§ Data supplied
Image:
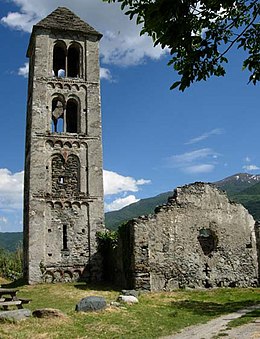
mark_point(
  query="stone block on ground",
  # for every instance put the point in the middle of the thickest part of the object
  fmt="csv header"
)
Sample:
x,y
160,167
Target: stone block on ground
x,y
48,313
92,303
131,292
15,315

§ Task instructions
Once the pictures are set aside, repeat the data above exactly.

§ Reply
Image:
mark_point(
  query="stone block on ground",
  # for every instance put the point in the middle of the thickest part of the object
  fmt="csv header"
)
Sample:
x,y
160,167
Target: stone block on ground
x,y
48,313
92,303
131,292
15,315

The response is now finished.